[Image annotation data]
######

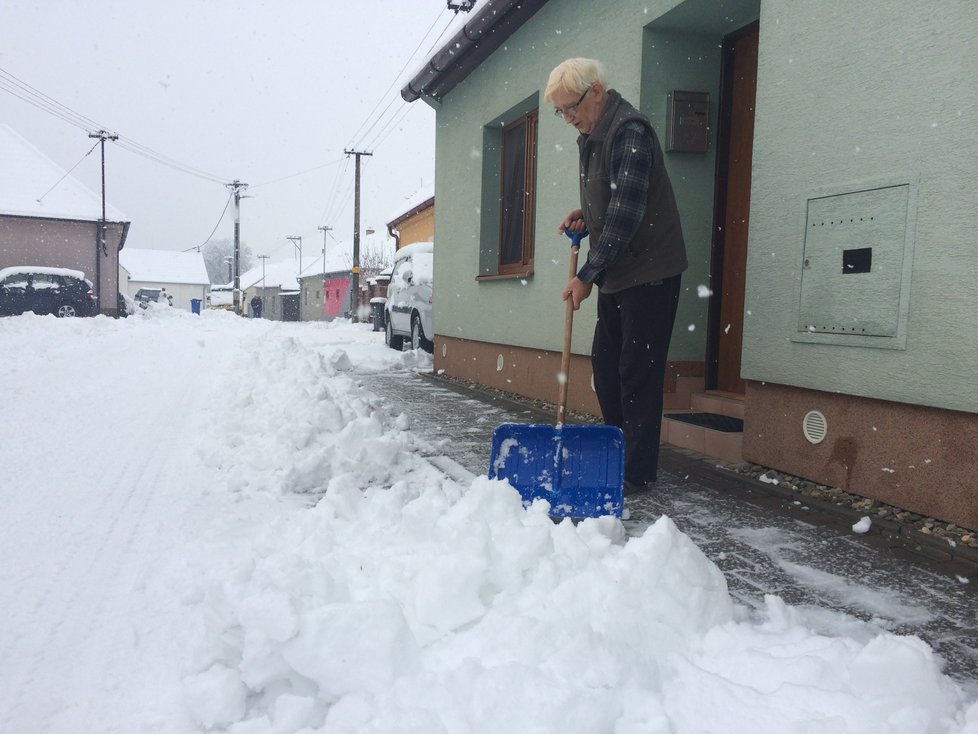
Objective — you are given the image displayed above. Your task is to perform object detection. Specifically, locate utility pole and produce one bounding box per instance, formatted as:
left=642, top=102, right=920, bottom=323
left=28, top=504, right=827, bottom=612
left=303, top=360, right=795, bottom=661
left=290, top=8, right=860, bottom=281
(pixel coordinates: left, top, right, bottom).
left=88, top=130, right=119, bottom=313
left=317, top=227, right=333, bottom=282
left=225, top=179, right=248, bottom=316
left=285, top=234, right=302, bottom=266
left=343, top=150, right=373, bottom=324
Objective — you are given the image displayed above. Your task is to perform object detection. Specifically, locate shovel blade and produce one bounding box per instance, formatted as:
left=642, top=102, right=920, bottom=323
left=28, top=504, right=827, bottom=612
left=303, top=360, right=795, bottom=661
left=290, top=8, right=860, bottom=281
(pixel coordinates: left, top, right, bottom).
left=489, top=423, right=625, bottom=518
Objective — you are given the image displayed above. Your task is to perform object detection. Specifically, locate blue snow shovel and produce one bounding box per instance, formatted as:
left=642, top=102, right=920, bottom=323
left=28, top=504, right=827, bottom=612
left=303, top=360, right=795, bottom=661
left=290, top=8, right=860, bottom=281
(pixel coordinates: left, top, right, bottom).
left=489, top=230, right=625, bottom=518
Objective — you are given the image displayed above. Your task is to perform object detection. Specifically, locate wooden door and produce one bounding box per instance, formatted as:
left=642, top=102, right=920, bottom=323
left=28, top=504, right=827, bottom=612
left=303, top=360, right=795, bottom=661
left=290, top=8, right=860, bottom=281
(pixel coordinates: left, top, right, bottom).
left=707, top=23, right=758, bottom=394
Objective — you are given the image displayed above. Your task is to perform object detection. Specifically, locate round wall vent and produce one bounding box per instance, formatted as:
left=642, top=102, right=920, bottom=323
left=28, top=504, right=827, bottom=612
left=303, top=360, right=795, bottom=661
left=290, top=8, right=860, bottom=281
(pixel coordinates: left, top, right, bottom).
left=801, top=410, right=829, bottom=443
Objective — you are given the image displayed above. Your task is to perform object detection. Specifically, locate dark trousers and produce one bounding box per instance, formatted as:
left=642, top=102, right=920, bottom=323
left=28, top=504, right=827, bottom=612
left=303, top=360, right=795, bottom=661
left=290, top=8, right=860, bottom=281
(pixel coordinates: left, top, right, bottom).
left=591, top=275, right=682, bottom=484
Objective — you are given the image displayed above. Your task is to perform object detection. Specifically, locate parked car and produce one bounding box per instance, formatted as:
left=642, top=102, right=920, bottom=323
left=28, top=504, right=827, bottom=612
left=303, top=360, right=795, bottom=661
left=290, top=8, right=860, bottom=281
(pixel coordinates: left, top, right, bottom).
left=384, top=242, right=435, bottom=352
left=135, top=288, right=161, bottom=308
left=115, top=292, right=136, bottom=318
left=0, top=265, right=98, bottom=317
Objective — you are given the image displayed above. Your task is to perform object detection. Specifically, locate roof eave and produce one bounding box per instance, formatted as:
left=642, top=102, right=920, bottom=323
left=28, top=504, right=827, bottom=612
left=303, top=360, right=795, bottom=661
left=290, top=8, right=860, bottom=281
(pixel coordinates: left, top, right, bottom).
left=401, top=0, right=547, bottom=102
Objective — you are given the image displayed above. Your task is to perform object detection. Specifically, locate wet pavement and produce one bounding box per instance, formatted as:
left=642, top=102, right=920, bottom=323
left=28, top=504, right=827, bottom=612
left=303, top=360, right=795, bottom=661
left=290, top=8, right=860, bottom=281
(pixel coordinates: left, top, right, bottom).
left=356, top=370, right=978, bottom=693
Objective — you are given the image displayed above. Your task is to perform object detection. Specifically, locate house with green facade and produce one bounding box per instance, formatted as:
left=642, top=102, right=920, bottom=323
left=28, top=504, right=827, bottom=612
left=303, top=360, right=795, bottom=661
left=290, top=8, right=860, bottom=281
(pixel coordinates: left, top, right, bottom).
left=402, top=0, right=978, bottom=528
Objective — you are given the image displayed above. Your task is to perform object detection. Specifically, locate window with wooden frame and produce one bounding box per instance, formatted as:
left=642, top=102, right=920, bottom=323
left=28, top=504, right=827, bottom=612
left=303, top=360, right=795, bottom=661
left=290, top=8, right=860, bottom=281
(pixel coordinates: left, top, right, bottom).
left=498, top=110, right=538, bottom=275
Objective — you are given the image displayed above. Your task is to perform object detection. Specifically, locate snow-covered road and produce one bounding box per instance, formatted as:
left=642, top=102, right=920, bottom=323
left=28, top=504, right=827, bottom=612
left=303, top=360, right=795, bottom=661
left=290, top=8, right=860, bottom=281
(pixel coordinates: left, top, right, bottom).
left=0, top=308, right=978, bottom=734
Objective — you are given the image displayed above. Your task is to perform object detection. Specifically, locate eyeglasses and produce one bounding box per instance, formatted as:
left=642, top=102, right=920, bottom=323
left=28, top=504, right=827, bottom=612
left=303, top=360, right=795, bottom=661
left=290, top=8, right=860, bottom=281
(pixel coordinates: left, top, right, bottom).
left=554, top=87, right=591, bottom=117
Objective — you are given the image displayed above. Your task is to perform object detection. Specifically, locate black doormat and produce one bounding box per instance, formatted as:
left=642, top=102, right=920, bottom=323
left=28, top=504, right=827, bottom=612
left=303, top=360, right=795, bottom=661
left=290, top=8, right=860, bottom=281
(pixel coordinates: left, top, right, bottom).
left=666, top=413, right=744, bottom=433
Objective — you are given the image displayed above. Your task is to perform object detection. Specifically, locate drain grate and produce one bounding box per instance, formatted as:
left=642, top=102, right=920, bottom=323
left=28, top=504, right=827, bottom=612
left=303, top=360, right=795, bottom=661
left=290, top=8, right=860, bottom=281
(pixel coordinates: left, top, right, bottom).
left=666, top=413, right=744, bottom=433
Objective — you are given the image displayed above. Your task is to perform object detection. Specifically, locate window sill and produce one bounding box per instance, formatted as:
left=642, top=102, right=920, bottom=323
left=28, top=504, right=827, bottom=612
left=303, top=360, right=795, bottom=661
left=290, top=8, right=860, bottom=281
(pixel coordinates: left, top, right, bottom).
left=475, top=269, right=533, bottom=283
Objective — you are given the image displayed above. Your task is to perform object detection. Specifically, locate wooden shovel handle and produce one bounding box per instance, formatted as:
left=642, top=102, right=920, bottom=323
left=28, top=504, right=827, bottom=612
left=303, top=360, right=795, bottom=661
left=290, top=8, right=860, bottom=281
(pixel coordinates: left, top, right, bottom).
left=557, top=238, right=581, bottom=426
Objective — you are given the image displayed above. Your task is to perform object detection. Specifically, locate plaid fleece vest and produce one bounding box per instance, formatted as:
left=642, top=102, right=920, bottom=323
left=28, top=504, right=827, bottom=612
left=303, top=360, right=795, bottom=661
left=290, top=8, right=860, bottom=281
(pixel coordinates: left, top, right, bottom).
left=577, top=89, right=688, bottom=293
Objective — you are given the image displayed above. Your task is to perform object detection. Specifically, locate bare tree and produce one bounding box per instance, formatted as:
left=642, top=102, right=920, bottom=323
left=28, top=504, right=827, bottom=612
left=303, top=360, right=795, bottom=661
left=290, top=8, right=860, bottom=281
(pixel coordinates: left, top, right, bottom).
left=201, top=239, right=254, bottom=284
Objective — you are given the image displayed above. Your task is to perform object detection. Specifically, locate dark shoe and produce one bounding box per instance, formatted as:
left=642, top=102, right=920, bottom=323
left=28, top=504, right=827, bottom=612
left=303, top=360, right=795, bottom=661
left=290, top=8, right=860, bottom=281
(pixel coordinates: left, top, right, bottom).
left=624, top=479, right=653, bottom=497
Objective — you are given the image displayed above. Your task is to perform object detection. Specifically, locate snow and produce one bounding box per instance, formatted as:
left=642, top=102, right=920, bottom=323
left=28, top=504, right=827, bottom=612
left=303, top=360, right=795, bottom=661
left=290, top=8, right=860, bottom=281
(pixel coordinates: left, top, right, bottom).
left=0, top=309, right=978, bottom=734
left=0, top=123, right=126, bottom=222
left=119, top=245, right=210, bottom=285
left=852, top=515, right=873, bottom=533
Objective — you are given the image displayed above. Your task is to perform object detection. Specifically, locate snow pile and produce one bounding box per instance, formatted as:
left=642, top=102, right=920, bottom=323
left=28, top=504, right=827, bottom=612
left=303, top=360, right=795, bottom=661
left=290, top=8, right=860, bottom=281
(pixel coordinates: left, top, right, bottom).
left=166, top=318, right=961, bottom=734
left=0, top=308, right=978, bottom=734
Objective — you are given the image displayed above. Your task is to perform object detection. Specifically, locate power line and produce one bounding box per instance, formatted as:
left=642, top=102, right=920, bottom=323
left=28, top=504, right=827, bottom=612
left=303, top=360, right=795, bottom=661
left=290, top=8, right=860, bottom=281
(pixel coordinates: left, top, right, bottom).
left=350, top=10, right=452, bottom=148
left=0, top=68, right=228, bottom=185
left=184, top=193, right=234, bottom=252
left=37, top=143, right=98, bottom=204
left=251, top=157, right=346, bottom=189
left=0, top=68, right=105, bottom=130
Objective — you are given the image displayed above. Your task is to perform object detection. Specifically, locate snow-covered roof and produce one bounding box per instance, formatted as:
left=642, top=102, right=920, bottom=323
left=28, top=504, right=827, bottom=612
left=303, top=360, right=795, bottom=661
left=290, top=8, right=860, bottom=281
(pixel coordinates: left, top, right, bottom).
left=394, top=242, right=435, bottom=262
left=387, top=181, right=435, bottom=225
left=240, top=244, right=353, bottom=289
left=0, top=125, right=128, bottom=222
left=119, top=247, right=210, bottom=285
left=240, top=256, right=324, bottom=290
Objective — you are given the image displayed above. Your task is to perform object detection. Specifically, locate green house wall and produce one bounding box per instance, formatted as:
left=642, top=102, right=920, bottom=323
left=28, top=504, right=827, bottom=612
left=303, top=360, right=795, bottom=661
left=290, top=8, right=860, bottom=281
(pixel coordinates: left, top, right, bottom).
left=433, top=0, right=757, bottom=361
left=743, top=0, right=978, bottom=412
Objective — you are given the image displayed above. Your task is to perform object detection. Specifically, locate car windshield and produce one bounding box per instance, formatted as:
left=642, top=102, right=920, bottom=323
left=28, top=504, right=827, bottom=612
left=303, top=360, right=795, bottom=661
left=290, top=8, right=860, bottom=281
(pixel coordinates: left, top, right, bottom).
left=410, top=252, right=435, bottom=283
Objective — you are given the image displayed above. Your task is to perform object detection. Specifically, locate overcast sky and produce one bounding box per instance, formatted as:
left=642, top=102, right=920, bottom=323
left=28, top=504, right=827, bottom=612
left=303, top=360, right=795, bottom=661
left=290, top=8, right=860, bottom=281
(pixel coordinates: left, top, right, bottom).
left=0, top=0, right=466, bottom=257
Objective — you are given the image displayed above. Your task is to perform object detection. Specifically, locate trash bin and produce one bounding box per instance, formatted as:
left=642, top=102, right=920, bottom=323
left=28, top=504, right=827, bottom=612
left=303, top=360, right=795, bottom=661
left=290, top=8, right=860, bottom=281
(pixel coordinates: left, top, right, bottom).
left=370, top=296, right=387, bottom=331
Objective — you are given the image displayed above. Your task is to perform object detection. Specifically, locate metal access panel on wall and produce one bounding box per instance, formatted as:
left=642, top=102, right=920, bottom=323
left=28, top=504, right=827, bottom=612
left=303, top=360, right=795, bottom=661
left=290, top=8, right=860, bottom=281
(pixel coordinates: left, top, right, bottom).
left=798, top=184, right=911, bottom=343
left=666, top=90, right=710, bottom=153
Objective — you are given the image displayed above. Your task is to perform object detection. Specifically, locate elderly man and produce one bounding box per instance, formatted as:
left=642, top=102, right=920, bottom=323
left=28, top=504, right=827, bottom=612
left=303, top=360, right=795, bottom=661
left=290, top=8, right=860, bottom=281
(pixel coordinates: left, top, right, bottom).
left=543, top=59, right=687, bottom=495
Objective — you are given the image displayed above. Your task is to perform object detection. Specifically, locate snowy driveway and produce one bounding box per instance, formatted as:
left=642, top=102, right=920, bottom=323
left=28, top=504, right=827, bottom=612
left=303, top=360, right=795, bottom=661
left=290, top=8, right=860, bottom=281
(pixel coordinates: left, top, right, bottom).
left=0, top=309, right=978, bottom=734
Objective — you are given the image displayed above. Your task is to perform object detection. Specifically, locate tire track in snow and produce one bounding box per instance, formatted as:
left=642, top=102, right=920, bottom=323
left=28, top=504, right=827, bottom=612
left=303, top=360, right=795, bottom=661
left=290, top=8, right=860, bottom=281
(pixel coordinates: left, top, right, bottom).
left=0, top=330, right=231, bottom=733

######

• What to produce: Reproduce the items word for word from their beginning through the line containing "left=489, top=423, right=625, bottom=518", and leave the pictures out of your copy.

• Result:
Objective — you are given the image displayed above. Your task is to perform object detection. Specifically, locate utility pole and produce one bounding box per instance, formatted as:
left=642, top=102, right=920, bottom=323
left=28, top=504, right=827, bottom=612
left=303, top=360, right=795, bottom=661
left=290, top=8, right=860, bottom=281
(pixel coordinates: left, top, right, bottom).
left=88, top=130, right=119, bottom=313
left=317, top=227, right=333, bottom=282
left=225, top=179, right=248, bottom=316
left=285, top=234, right=302, bottom=266
left=343, top=150, right=373, bottom=324
Objective — you are given the image displayed above. Your task is to perform object detection. Specifically, locate shovel blade and produce one bounding box per instance, formatted as:
left=642, top=102, right=920, bottom=323
left=28, top=504, right=827, bottom=612
left=303, top=360, right=795, bottom=661
left=290, top=8, right=860, bottom=281
(pixel coordinates: left, top, right, bottom).
left=489, top=423, right=625, bottom=518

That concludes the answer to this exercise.